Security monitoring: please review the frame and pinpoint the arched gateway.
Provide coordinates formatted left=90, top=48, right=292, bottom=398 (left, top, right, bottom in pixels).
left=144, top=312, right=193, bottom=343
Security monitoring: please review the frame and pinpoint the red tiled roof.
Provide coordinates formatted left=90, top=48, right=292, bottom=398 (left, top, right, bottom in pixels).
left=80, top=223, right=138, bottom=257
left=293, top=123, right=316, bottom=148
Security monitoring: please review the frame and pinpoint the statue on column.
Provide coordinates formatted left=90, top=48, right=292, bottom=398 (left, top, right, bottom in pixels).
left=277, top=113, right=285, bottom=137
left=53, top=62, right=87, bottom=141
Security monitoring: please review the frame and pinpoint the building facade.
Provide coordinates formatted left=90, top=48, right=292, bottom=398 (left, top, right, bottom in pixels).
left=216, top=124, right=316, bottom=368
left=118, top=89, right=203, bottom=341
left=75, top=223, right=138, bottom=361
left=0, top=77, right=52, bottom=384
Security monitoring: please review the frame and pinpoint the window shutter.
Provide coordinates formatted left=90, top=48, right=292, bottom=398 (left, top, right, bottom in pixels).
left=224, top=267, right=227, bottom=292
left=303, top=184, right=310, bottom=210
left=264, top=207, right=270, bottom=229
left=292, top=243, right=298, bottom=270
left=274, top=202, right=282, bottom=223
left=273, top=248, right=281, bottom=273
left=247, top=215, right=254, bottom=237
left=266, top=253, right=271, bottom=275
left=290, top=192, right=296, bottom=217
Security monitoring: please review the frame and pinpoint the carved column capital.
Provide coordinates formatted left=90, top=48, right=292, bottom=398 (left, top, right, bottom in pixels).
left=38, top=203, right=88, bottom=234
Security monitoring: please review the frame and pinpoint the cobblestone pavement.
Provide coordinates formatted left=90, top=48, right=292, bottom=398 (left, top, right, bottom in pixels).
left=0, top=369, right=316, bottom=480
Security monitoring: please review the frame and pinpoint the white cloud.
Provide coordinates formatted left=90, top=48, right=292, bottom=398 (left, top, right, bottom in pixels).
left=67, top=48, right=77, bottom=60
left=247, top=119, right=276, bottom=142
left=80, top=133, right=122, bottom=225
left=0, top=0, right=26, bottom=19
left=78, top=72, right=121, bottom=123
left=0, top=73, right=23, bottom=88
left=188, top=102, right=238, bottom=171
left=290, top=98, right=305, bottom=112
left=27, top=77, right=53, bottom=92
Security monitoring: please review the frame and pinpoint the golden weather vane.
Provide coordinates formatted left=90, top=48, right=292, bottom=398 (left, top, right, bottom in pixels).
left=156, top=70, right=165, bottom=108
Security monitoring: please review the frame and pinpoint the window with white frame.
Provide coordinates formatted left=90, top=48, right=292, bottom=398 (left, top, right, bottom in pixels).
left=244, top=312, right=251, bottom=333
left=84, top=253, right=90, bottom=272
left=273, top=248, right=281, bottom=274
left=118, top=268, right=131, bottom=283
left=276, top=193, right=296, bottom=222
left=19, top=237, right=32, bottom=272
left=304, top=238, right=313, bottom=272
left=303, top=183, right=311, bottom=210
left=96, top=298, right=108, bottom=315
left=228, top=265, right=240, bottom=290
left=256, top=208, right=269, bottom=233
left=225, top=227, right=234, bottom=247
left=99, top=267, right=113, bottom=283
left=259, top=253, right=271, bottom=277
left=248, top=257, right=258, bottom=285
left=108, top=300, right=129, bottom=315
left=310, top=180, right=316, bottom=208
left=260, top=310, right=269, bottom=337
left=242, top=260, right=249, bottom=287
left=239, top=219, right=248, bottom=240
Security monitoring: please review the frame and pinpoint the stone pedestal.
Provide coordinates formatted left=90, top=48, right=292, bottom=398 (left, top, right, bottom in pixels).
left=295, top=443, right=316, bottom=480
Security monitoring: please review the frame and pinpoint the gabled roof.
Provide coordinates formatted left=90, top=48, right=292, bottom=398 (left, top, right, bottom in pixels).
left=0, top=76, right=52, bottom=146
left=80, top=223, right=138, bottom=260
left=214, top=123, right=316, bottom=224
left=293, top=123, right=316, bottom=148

_ _ _ _ _

Render every line of the items above as a Markdown table with two columns, Row and Item line, numbering the rows and leaving out blank lines.

| Row | Item line |
|---|---|
| 1 | Security monitoring: please review the frame and pinpoint the arched gateway. |
| 2 | Provide coordinates formatted left=90, top=48, right=292, bottom=398 (left, top, right, bottom in pixels). |
| 3 | left=144, top=312, right=193, bottom=343 |
| 4 | Security monitoring: please review the frame and pinpoint the red tiled roof. |
| 5 | Provide coordinates formatted left=90, top=48, right=292, bottom=398 (left, top, right, bottom in pixels). |
| 6 | left=80, top=223, right=138, bottom=257 |
| 7 | left=293, top=123, right=316, bottom=148 |
| 8 | Security monitoring: please review the frame and pinpoint the statue on column. |
| 9 | Provide coordinates formatted left=90, top=48, right=292, bottom=398 (left, top, right, bottom in pixels). |
| 10 | left=277, top=113, right=285, bottom=137 |
| 11 | left=53, top=62, right=87, bottom=141 |
| 12 | Security monitoring: please review the frame and pinpoint the building facade. |
| 13 | Provide coordinates formatted left=90, top=48, right=292, bottom=398 (left, top, right, bottom in pixels). |
| 14 | left=216, top=124, right=316, bottom=368 |
| 15 | left=118, top=89, right=203, bottom=341 |
| 16 | left=75, top=223, right=138, bottom=361 |
| 17 | left=0, top=77, right=52, bottom=384 |
| 18 | Security monitoring: please review the frame and pinpoint the window shutter. |
| 19 | Provide coordinates formatted left=90, top=48, right=292, bottom=398 (left, top, right, bottom in pixels). |
| 20 | left=224, top=267, right=227, bottom=292 |
| 21 | left=303, top=184, right=310, bottom=210 |
| 22 | left=264, top=207, right=270, bottom=229 |
| 23 | left=292, top=243, right=298, bottom=270 |
| 24 | left=274, top=202, right=282, bottom=223 |
| 25 | left=273, top=248, right=281, bottom=273 |
| 26 | left=247, top=215, right=254, bottom=237 |
| 27 | left=266, top=253, right=271, bottom=275 |
| 28 | left=290, top=192, right=296, bottom=217 |
| 29 | Security monitoring: please review the frame and pinpoint the carved column capital. |
| 30 | Provide coordinates formatted left=90, top=48, right=292, bottom=398 (left, top, right, bottom in pixels). |
| 31 | left=38, top=203, right=88, bottom=234 |
| 32 | Security monitoring: please review the frame and pinpoint the cobblestone pavement. |
| 33 | Provide coordinates formatted left=90, top=48, right=292, bottom=398 (left, top, right, bottom in pixels). |
| 34 | left=0, top=369, right=316, bottom=480 |
| 35 | Security monitoring: please review the frame and pinpoint the white cloud. |
| 36 | Provide coordinates formatted left=90, top=48, right=292, bottom=398 (left, top, right, bottom in pixels). |
| 37 | left=67, top=48, right=77, bottom=60 |
| 38 | left=247, top=119, right=276, bottom=142 |
| 39 | left=80, top=133, right=122, bottom=225 |
| 40 | left=0, top=0, right=26, bottom=19 |
| 41 | left=78, top=72, right=121, bottom=123 |
| 42 | left=0, top=73, right=23, bottom=88 |
| 43 | left=188, top=102, right=238, bottom=171 |
| 44 | left=290, top=98, right=305, bottom=112 |
| 45 | left=27, top=77, right=53, bottom=92 |
| 46 | Security monitoring: please review the frame and pinpoint the golden weather vane. |
| 47 | Provide coordinates formatted left=90, top=48, right=292, bottom=398 (left, top, right, bottom in pixels). |
| 48 | left=156, top=70, right=165, bottom=108 |
| 49 | Security monitoring: please review the frame and pinpoint the window with white frame. |
| 50 | Provide coordinates formatted left=90, top=48, right=292, bottom=398 (left, top, right, bottom in pixels). |
| 51 | left=244, top=312, right=251, bottom=333 |
| 52 | left=84, top=253, right=90, bottom=272 |
| 53 | left=273, top=248, right=281, bottom=274 |
| 54 | left=118, top=268, right=131, bottom=283 |
| 55 | left=276, top=193, right=296, bottom=222 |
| 56 | left=19, top=237, right=32, bottom=272 |
| 57 | left=304, top=238, right=313, bottom=272 |
| 58 | left=303, top=183, right=311, bottom=210 |
| 59 | left=96, top=298, right=108, bottom=315 |
| 60 | left=228, top=265, right=240, bottom=290 |
| 61 | left=256, top=208, right=269, bottom=233 |
| 62 | left=225, top=227, right=234, bottom=247 |
| 63 | left=99, top=267, right=113, bottom=283 |
| 64 | left=259, top=253, right=271, bottom=277 |
| 65 | left=248, top=257, right=258, bottom=285 |
| 66 | left=108, top=300, right=129, bottom=315 |
| 67 | left=310, top=180, right=316, bottom=208 |
| 68 | left=260, top=310, right=269, bottom=337 |
| 69 | left=242, top=260, right=249, bottom=287 |
| 70 | left=239, top=219, right=248, bottom=240 |
| 71 | Security monitoring: please review the frame and pinpoint the stone pedestal. |
| 72 | Provide coordinates formatted left=90, top=48, right=292, bottom=398 (left, top, right, bottom in pixels). |
| 73 | left=295, top=443, right=316, bottom=480 |
| 74 | Security monitoring: please review the frame and pinpoint the gabled roof. |
| 75 | Provide coordinates formatted left=90, top=48, right=292, bottom=398 (left, top, right, bottom in pixels). |
| 76 | left=0, top=76, right=52, bottom=146 |
| 77 | left=80, top=223, right=138, bottom=260 |
| 78 | left=214, top=123, right=316, bottom=224 |
| 79 | left=293, top=123, right=316, bottom=148 |